▶ [Records supplied]
++++++++++++++++++++
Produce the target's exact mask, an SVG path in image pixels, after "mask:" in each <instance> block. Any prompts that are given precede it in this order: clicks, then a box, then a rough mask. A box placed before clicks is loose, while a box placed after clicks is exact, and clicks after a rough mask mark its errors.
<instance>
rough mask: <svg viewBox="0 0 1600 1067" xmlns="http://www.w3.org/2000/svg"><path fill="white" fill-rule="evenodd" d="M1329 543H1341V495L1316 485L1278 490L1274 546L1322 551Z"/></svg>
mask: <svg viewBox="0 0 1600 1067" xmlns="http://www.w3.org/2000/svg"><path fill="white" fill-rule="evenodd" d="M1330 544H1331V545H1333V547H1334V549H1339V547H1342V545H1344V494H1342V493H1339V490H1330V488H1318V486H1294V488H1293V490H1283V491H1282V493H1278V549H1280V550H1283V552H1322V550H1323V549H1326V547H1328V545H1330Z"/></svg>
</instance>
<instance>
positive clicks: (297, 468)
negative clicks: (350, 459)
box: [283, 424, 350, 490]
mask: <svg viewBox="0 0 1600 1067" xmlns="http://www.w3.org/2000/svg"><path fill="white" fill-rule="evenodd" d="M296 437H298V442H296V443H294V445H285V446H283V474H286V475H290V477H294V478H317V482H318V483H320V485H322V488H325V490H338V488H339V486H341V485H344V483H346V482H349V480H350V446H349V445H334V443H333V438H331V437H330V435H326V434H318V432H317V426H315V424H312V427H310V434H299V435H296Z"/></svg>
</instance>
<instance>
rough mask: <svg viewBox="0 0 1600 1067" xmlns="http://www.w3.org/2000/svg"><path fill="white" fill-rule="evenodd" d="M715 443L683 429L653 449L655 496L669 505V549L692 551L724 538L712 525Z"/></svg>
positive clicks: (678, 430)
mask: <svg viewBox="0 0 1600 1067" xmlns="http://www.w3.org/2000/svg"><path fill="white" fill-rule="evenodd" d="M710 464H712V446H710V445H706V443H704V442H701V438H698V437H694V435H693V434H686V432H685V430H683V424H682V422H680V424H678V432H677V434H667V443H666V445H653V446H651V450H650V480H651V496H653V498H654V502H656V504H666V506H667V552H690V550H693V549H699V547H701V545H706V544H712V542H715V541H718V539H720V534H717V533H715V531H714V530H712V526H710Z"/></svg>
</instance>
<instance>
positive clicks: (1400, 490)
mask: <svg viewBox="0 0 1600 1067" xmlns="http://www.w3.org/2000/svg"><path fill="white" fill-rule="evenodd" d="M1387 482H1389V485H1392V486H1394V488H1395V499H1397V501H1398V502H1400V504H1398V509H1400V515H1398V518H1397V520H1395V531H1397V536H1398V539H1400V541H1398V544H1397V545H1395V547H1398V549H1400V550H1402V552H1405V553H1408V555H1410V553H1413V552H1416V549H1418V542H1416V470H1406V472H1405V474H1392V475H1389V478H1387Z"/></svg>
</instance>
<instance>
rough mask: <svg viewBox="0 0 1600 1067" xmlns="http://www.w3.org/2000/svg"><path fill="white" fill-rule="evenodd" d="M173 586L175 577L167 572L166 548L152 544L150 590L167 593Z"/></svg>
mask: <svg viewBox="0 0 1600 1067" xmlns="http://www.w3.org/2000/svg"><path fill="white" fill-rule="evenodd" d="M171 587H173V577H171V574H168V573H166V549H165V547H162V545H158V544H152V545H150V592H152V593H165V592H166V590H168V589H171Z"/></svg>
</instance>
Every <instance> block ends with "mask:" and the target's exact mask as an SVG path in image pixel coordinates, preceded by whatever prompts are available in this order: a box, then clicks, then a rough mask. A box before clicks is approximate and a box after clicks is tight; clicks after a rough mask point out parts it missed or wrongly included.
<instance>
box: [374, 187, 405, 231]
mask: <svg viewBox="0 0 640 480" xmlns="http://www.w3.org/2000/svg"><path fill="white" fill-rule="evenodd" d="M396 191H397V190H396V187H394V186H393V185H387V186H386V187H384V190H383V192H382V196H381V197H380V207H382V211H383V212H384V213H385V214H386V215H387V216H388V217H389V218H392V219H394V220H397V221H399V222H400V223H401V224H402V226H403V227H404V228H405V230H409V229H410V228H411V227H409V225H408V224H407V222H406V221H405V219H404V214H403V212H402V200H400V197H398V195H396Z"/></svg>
++++++++++++++++++++
▶ [Task to carry out] The records above must be repeated exactly, in their entirety.

▶ [Reply to the task]
Produce the target's exact mask, an SVG path in image pixels, after "mask:" in each <instance> block. Any prompts that are given precede it in this order: clicks, then a box, then a rough mask. A box placed before clicks is loose, while a box placed after clicks is exact, and clicks after a rough mask mark its errors.
<instance>
rough mask: <svg viewBox="0 0 1600 1067" xmlns="http://www.w3.org/2000/svg"><path fill="white" fill-rule="evenodd" d="M1329 543H1341V495L1316 485L1278 490L1274 546L1322 551Z"/></svg>
mask: <svg viewBox="0 0 1600 1067" xmlns="http://www.w3.org/2000/svg"><path fill="white" fill-rule="evenodd" d="M1330 544H1331V545H1333V547H1334V549H1339V547H1342V545H1344V494H1342V493H1339V490H1330V488H1318V486H1294V488H1293V490H1283V491H1282V493H1278V549H1280V550H1283V552H1322V550H1323V549H1326V547H1328V545H1330Z"/></svg>
</instance>
<instance>
positive clicks: (297, 468)
negative clicks: (350, 459)
box: [283, 424, 350, 490]
mask: <svg viewBox="0 0 1600 1067" xmlns="http://www.w3.org/2000/svg"><path fill="white" fill-rule="evenodd" d="M296 437H298V442H296V443H294V445H285V446H283V474H286V475H290V477H294V478H317V482H318V483H320V485H322V488H325V490H338V488H339V486H341V485H344V483H346V482H349V480H350V446H349V445H334V443H333V438H331V437H330V435H326V434H318V432H317V426H315V424H312V427H310V434H299V435H296Z"/></svg>
</instance>
<instance>
rough mask: <svg viewBox="0 0 1600 1067" xmlns="http://www.w3.org/2000/svg"><path fill="white" fill-rule="evenodd" d="M715 443L683 429L653 449L655 496L669 505V549L692 551L724 538L712 525Z"/></svg>
positive clicks: (678, 430)
mask: <svg viewBox="0 0 1600 1067" xmlns="http://www.w3.org/2000/svg"><path fill="white" fill-rule="evenodd" d="M710 464H712V446H710V445H706V443H704V442H701V438H698V437H694V435H693V434H686V432H685V430H683V424H682V422H680V424H678V432H677V434H667V443H666V445H653V446H651V450H650V480H651V496H653V498H654V502H656V504H666V506H667V552H690V550H693V549H699V547H701V545H706V544H712V542H715V541H718V539H720V534H717V533H715V531H714V530H712V526H710Z"/></svg>
</instance>
<instance>
positive clicks: (1400, 490)
mask: <svg viewBox="0 0 1600 1067" xmlns="http://www.w3.org/2000/svg"><path fill="white" fill-rule="evenodd" d="M1387 482H1389V485H1392V486H1394V488H1395V499H1397V501H1398V502H1400V504H1398V509H1400V515H1398V518H1397V520H1395V531H1397V536H1398V539H1400V541H1398V544H1397V545H1395V547H1398V549H1400V550H1402V552H1405V553H1408V555H1410V553H1413V552H1416V549H1418V542H1416V470H1406V472H1405V474H1392V475H1389V478H1387Z"/></svg>
</instance>
<instance>
rough mask: <svg viewBox="0 0 1600 1067" xmlns="http://www.w3.org/2000/svg"><path fill="white" fill-rule="evenodd" d="M173 586L175 577L167 572L166 548L152 544L150 590L167 593Z"/></svg>
mask: <svg viewBox="0 0 1600 1067" xmlns="http://www.w3.org/2000/svg"><path fill="white" fill-rule="evenodd" d="M171 587H173V577H171V574H168V573H166V549H165V547H162V545H158V544H152V545H150V592H152V593H165V592H166V590H168V589H171Z"/></svg>
</instance>
Every <instance> block ends with "mask:" and the target's exact mask as an SVG path in image pixel coordinates, preceded by whatever prompts are available in this order: a box, then clicks, then a rough mask. A box before clicks is approximate and a box after clicks is tight; clicks after a rough mask point out parts it missed or wrongly included.
<instance>
box: [374, 187, 405, 231]
mask: <svg viewBox="0 0 640 480" xmlns="http://www.w3.org/2000/svg"><path fill="white" fill-rule="evenodd" d="M396 191H397V190H396V187H394V186H393V185H387V186H386V187H384V190H383V192H382V196H381V197H380V207H382V211H383V212H384V213H385V214H386V215H387V216H388V217H389V218H392V219H394V220H397V221H399V222H400V223H401V224H402V226H403V227H404V228H405V230H409V229H410V228H411V227H409V225H408V224H407V222H406V221H405V219H404V214H403V212H402V200H400V197H398V195H396Z"/></svg>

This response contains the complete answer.